• Given task:
Answer these questions about the Bolin Fellows announcement below:
(a) What date appears on the announcement?
(b) In what subject and at what university is Floyd a Ph.D. candidate?
(c) Where and in what year did Floyd receive her B.A.?

• Text extract:
━━━━━━━━━━━━━━━━━━━━━━━━━━━━━━

Nikki Floyd and Kiara Maria Vigil Named Bolin Fellows

Media contact: Noelle Lemoine, communications assistant; tele: (413) 597-4277; email: [email protected]

WILLIAMSTOWN, Mass., October 29, 2010 — Williams College has selected two Gaius Charles Bolin Fellows to teach at the college for the next two years while they finish advanced degrees. The fellows Nikki Floyd and Kiara Maria Vigil began teaching at the college this fall.

Floyd, a Ph.D. candidate in Japanese literature at Yale, is the Bolin Fellow in Asian Studies. She is currently writing her dissertation on “Japanese Proletarian Literature and the Korea Question.” Floyd has studied at Seoul National University in Korea and the Inter-University Center in Yokohama, Japan. She has experience teaching Elementary Japanese I & II, Literary Modernization in Japan and Korea, and Modern Japanese Fiction. Floyd received her M.A. in Japanese studies from the University of Massachusetts at Amherst in 2004 and her B.A. in history from Ohio University in 1999.

━━━━━━━━━━━━━━━━━━━━━━━━━━━━━━

Source data
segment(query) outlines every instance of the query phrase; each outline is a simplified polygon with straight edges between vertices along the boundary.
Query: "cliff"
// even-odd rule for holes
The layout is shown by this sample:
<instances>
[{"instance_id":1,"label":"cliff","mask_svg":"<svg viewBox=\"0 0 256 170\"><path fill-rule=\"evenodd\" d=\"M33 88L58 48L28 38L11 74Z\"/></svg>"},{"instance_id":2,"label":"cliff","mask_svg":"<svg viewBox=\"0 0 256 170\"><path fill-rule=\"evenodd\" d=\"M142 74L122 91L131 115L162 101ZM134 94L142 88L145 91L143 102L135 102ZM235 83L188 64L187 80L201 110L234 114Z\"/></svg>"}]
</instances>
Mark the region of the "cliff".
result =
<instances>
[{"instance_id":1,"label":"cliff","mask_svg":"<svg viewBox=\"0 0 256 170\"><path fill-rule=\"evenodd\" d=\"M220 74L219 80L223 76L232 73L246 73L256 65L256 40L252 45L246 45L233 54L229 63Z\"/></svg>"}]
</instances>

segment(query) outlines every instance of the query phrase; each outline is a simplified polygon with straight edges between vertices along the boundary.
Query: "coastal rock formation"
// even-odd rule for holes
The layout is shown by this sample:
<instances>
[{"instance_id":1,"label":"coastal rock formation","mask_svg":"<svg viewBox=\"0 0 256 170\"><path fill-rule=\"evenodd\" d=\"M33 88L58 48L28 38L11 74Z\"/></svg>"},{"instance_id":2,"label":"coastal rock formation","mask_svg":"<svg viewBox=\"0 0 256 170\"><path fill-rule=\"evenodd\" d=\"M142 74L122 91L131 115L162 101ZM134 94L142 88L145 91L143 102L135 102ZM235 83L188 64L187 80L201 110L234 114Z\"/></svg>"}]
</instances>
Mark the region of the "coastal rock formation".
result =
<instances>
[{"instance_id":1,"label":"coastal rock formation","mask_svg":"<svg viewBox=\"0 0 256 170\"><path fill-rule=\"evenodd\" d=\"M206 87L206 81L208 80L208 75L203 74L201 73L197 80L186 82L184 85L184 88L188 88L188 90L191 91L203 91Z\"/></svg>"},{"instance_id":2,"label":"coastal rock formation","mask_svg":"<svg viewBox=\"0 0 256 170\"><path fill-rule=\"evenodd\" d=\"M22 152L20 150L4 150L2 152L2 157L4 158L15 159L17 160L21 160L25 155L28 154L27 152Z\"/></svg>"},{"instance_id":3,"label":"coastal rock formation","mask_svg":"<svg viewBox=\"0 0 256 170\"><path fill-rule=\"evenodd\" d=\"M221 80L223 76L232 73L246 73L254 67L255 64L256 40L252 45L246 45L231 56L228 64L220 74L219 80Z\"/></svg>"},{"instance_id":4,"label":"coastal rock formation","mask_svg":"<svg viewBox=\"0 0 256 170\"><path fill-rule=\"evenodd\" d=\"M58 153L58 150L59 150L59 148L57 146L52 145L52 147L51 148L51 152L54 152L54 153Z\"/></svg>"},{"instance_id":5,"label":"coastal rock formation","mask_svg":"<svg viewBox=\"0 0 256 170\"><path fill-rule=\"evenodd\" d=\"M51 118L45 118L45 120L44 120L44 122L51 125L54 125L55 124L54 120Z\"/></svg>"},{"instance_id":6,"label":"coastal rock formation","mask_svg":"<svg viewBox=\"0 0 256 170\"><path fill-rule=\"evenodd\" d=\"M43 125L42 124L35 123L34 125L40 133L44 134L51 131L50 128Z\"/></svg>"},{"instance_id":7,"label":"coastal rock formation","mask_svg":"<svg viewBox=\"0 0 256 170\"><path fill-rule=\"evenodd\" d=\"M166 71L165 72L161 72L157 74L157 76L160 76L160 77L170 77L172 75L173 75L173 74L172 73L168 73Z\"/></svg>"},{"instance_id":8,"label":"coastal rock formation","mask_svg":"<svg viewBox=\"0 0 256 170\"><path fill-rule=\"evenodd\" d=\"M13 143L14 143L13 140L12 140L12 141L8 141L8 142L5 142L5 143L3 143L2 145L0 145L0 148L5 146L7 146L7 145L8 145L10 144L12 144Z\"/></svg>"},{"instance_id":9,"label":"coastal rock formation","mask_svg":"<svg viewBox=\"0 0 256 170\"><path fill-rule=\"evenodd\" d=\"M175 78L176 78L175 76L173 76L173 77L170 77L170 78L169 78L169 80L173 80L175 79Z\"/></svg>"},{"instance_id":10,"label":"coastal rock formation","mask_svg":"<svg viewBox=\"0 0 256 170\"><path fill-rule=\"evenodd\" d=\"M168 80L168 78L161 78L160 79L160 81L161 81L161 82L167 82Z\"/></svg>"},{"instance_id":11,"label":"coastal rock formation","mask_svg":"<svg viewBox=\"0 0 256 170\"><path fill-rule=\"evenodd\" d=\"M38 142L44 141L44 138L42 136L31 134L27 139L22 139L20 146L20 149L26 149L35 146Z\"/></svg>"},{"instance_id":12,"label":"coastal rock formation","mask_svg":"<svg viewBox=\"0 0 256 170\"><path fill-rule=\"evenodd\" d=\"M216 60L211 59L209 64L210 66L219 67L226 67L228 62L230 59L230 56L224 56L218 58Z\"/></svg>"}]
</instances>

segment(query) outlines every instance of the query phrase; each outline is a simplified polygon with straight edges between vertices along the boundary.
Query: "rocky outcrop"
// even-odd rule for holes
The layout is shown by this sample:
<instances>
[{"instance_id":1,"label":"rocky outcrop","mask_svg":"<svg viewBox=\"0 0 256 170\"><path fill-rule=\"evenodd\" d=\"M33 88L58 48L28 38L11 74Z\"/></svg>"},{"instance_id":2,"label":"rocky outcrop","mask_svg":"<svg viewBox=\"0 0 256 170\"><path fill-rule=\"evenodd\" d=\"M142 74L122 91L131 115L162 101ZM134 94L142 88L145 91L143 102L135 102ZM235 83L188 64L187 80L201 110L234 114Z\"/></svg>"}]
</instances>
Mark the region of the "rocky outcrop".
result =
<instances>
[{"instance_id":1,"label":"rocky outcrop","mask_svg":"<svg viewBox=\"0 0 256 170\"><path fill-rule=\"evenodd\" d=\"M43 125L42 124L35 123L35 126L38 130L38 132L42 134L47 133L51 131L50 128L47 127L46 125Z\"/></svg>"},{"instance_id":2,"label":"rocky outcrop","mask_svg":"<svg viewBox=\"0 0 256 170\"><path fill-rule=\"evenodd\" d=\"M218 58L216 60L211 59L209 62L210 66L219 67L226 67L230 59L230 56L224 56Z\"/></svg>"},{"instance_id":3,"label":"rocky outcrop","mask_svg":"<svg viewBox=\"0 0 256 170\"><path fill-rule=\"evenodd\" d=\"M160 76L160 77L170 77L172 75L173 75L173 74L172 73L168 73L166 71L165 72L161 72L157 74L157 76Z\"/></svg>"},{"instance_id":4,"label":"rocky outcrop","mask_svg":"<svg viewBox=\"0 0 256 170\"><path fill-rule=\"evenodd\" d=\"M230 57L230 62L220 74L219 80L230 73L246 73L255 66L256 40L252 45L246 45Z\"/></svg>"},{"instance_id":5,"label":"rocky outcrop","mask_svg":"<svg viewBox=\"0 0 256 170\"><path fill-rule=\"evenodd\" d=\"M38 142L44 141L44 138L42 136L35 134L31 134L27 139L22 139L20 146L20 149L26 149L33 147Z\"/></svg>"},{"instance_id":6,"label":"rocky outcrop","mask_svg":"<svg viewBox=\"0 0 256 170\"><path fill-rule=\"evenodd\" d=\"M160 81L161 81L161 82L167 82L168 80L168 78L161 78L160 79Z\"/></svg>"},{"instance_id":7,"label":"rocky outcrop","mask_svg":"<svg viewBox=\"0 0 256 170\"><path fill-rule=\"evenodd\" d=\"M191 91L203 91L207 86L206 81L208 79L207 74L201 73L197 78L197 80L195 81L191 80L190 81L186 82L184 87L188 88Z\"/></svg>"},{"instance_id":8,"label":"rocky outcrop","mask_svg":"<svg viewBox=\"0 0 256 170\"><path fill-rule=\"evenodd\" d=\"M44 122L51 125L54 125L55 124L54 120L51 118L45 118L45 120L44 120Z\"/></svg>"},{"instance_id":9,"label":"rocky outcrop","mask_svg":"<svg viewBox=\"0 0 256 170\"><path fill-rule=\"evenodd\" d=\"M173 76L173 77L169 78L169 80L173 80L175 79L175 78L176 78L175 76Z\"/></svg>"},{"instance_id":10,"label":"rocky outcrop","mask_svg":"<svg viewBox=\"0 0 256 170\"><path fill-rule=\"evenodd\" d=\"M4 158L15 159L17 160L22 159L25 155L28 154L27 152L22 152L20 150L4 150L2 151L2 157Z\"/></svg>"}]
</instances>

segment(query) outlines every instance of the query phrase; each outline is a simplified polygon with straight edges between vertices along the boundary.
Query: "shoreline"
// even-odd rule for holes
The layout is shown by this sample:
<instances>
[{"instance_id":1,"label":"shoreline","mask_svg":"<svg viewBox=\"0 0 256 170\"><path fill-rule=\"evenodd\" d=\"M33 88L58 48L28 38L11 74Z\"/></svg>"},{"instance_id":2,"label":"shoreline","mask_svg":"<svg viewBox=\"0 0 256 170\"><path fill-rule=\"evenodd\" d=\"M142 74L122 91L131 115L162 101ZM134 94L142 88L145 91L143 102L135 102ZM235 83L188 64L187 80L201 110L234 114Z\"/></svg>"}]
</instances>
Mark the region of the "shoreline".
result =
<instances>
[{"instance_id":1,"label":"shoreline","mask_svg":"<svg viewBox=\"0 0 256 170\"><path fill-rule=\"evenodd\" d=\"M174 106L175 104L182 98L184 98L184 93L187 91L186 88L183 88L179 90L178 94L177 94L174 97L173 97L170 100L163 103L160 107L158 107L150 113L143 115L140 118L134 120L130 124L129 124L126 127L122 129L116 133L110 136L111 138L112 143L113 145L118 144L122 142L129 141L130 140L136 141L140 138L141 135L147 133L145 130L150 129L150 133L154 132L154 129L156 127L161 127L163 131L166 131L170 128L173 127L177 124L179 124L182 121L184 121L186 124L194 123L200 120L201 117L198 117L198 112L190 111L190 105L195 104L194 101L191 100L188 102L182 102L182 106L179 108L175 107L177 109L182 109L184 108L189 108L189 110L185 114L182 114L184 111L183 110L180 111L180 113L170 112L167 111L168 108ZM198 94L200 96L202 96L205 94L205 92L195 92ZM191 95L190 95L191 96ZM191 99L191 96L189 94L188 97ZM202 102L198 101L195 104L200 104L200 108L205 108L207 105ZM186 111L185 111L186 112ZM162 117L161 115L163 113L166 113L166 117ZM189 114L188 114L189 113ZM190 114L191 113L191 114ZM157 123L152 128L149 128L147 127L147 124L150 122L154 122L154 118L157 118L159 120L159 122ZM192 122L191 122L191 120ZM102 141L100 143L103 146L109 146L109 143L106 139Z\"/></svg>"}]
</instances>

━━━━━━━━━━━━━━━━━━━━━━━━━━━━━━

• Solution to this problem:
(a) October 29, 2010
(b) Japanese literature at Yale
(c) Ohio University, in 1999